■ **EXERCISE REQUIREMENTS**: Only text is carried over. Reproduce the entries below exactly.

[Referring expression data]
=== Section Start ===

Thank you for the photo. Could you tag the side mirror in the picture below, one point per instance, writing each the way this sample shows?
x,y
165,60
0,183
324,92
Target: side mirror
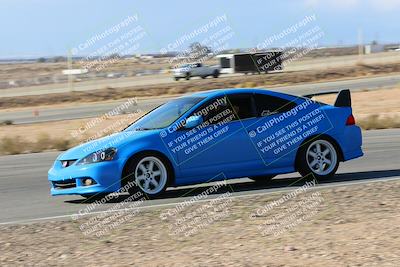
x,y
193,121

=== Section End ===

■ **OUTPUT BELOW**:
Thank you for the photo. Could you tag the side mirror in the picture below, one point per instance, writing each the way this sample shows?
x,y
165,60
0,183
324,92
Target: side mirror
x,y
193,121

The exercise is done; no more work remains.